Text to read>
# # # # # # #

Carlos Cruz-Diez is a historic protagonist of the kinetic and optical art movements. In October 2016 he dialogued with the architecture of Auguste Perret (“Un être flottant,” Palais d’Iéna, Paris) via monumental environments made especially for the site or adapted to it. This exhibition at Galerie Mitterrand, also curated by Matthieu Poirier, is the retrospective counterpoint to that event, featuring over thirty key works by this artist born in Caracas in 1923. These paintings, reliefs and environments made between the 1950s and the present demonstrate the constant exploration of colour as a spatial and sensorial phenomenon by this artist now aged 93 – the investigation of colour as that “floating creature” dreamed of by Wassily Kandinsky.
Trained at the fine arts school in Caracas, where he obtained his professorial diploma in 1945, Cruz-Diez spent the 1950s between Caracas, Barcelona and Paris, eventually settling in the French capital. It was in 1954 that his work took on abstract turn, and when the artist began his constant challenging of the support’s sensorial passivity. His Proyectos murales (1954), abstract reliefs in the tradition of Sophie Tauber-Arp’s Neoplasticism, were painted in primary colours and stood out from their immaculate support as a result of the ambient light and its variations. Equally surprising is the fact that the salient elements of these reliefs could be freely handled by viewers. In 1955 the intertwining structures of the Parénquimas series had elements of both Informel art and cellular microscopy. In 1956 this play of meshes took a more geometrical turn and the surface of the painting, covered with elongated triangles painted in violently clashing primary colours, producing powerful effects of visual instability. These works also prefigure the system of vertical, parallel lines that continues to obtain in the artist’s most recent pieces.

# # # # # # #

Records to use>
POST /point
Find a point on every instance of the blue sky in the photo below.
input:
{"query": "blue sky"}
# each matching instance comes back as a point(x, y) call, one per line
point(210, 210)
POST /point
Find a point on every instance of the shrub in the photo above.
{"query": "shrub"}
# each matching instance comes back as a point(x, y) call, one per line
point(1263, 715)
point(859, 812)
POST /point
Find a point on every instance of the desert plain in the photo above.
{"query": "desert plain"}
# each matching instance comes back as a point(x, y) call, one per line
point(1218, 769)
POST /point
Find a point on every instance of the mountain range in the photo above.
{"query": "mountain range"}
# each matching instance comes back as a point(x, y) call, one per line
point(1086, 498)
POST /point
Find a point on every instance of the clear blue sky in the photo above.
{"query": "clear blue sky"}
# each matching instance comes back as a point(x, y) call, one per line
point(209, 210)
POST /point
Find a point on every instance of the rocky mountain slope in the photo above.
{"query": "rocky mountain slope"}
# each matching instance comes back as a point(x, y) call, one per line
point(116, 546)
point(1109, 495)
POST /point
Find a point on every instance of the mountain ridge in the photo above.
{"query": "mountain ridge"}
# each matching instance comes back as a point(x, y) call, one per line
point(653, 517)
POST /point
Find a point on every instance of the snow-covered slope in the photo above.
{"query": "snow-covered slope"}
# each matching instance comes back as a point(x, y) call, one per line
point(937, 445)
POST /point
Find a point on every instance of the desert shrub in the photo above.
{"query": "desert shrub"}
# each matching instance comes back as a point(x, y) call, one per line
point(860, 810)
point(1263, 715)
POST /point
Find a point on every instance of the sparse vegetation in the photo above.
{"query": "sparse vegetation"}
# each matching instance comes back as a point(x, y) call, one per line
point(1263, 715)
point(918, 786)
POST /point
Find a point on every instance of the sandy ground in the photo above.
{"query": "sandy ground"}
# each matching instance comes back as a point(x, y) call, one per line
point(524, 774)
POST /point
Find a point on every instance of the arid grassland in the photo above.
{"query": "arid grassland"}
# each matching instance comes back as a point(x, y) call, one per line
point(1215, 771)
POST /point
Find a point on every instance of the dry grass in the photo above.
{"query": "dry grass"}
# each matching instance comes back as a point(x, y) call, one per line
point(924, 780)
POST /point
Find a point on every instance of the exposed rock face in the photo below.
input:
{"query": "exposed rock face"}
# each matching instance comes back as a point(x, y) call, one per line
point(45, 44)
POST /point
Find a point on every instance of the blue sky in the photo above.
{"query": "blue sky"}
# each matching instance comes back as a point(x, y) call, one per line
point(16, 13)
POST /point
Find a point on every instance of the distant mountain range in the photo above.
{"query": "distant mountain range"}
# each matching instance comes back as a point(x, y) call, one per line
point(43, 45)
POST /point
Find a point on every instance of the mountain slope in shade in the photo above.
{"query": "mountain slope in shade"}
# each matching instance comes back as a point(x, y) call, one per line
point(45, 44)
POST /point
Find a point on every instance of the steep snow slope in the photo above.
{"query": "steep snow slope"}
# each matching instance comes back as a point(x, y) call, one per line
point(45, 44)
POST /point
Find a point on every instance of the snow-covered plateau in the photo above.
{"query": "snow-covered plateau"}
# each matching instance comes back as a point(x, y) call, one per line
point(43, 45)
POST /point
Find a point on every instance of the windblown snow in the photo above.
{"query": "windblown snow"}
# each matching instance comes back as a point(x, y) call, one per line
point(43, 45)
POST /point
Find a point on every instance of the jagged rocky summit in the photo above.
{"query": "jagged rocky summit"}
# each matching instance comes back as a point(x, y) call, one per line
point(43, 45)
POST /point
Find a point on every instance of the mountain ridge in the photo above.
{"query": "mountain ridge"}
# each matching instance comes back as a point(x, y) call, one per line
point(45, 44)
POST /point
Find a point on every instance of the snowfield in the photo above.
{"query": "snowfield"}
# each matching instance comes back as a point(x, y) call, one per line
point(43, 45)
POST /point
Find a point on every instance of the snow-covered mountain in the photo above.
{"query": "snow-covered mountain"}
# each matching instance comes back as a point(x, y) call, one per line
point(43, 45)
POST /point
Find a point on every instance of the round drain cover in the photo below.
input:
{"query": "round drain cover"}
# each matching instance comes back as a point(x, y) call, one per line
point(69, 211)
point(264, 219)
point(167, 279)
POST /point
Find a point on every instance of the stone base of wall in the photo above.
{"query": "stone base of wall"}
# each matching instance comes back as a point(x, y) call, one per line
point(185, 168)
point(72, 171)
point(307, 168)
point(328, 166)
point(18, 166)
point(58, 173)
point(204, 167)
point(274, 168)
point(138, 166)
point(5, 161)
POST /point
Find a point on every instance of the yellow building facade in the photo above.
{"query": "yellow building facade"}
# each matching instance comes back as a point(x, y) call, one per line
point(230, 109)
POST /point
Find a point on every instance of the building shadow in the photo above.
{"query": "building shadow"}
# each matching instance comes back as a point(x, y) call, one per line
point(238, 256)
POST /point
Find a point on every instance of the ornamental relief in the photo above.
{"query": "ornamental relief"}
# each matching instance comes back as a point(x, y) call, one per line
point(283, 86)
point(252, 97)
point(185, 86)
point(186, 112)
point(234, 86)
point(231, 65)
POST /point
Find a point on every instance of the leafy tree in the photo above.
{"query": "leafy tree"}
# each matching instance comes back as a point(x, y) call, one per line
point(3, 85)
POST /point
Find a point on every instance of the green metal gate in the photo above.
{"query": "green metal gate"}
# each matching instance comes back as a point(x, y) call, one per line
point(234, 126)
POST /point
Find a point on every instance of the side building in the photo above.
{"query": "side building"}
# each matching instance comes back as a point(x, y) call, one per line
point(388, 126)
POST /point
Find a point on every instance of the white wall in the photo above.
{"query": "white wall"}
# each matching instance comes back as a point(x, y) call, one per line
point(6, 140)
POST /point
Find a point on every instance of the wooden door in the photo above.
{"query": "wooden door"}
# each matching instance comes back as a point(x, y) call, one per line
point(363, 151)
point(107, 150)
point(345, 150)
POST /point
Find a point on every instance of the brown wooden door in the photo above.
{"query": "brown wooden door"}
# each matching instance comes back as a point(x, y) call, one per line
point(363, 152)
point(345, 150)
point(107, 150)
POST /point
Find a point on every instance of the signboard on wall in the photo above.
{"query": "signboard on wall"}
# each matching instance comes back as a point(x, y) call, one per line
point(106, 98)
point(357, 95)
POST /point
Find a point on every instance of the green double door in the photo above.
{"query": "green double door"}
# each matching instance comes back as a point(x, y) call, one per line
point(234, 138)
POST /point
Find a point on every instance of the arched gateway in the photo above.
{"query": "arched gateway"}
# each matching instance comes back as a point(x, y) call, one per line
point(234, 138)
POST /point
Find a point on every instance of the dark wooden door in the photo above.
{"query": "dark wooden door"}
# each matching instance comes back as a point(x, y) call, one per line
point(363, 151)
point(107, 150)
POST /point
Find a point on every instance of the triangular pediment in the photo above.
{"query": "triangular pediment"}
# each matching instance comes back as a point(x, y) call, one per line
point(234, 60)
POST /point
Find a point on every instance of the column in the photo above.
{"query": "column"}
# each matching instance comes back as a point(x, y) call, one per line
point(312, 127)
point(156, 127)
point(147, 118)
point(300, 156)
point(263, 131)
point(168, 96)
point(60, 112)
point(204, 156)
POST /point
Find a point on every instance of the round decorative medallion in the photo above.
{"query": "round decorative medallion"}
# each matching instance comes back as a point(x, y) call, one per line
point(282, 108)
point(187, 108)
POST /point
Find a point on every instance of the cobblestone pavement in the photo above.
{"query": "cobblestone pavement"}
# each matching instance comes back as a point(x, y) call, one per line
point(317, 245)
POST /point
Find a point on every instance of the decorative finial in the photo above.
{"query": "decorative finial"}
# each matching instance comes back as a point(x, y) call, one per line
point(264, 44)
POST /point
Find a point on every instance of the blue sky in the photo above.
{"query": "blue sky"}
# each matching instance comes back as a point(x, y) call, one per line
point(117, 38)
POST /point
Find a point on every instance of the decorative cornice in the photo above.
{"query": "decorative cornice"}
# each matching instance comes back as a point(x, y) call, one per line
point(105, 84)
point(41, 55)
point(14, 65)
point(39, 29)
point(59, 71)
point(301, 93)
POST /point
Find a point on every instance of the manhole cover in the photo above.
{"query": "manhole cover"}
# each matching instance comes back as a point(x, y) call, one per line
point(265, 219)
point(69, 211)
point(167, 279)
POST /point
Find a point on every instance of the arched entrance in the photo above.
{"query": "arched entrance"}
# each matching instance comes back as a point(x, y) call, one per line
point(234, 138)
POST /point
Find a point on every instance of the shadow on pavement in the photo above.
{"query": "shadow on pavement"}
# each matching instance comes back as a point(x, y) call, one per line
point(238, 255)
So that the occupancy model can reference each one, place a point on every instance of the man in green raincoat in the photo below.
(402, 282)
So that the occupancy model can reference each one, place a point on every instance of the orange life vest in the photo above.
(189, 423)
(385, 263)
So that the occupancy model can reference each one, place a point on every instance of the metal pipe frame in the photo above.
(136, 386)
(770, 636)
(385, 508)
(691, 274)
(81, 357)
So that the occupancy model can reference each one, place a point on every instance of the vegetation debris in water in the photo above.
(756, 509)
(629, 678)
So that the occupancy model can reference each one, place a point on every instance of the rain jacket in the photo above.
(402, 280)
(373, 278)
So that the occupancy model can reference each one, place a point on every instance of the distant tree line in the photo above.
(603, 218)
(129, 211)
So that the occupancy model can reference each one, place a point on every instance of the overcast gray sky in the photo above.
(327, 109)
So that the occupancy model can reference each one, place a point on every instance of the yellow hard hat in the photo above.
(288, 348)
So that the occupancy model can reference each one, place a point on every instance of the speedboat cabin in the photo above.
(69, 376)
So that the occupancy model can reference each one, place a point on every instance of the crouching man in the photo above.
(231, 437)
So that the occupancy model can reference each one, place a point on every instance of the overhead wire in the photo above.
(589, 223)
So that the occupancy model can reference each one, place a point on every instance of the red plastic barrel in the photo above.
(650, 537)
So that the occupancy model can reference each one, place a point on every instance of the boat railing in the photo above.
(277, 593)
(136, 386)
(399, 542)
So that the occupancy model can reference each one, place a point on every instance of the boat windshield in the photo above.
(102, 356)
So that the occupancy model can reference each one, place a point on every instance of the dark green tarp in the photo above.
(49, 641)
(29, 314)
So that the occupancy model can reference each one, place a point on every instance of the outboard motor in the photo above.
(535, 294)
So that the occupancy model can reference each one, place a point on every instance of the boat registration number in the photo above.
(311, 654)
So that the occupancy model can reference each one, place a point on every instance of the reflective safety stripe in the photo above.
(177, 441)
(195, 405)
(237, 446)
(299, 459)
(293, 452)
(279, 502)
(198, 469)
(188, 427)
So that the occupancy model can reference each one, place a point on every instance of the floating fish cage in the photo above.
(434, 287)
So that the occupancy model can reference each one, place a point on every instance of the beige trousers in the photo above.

# # # # # # #

Objectives>
[1] Pull out the records word for word, everything from their very first line down to the line containing "point(210, 210)", with both of those lines included.
[2] Extend the text on Carlos Cruz-Diez by carrying it on past its final sentence.
The text and the records were taken from unrelated sources.

Answers for the exercise>
[1]
POST /point
Find a point on every instance of the blue sky in the photo below.
input:
{"query": "blue sky"}
# each matching instance comes back as a point(x, y) call, one per line
point(210, 210)

[2]
For Cruz-Diez, the fixity of the composition, even when abstract, is simply one more image, a new iconography, as symbolical and narrative, and even anecdotal, as figurative art. As of 1958 the artist saw a way out of this impasse in the colour theories formulated by Ogden Rood and Eugène Chevreul in the 19th century and applied in the Neo-Impressionism of Georges Seurat, the Analytical Cubism of Pablo Picasso and Georges Braque, the Futurism of Giacomo Balla and the Suprematism of Kazimir Malevich, from which movements he took his own use of vibration, acceleration and suspension. He is just as fascinated by the most recent scientific discoveries, with modern graphics, photography and reprography on one side, and optics, cognitive psychology and the phenomenology of perception on the other. For Cruz-Diez, the work of art must be “kinetic” and “dynamogenic”: in other words, the visual element, if not necessarily mobile itself, must elicit movement – a motor reaction – in the beholder. Also, and above all, it must produce the “atmospheric” sensation of an impalpable phenomenon, that of a pure colour floating in physical space and, especially, between the eye and the brain, in the psycho-physiological field of perception.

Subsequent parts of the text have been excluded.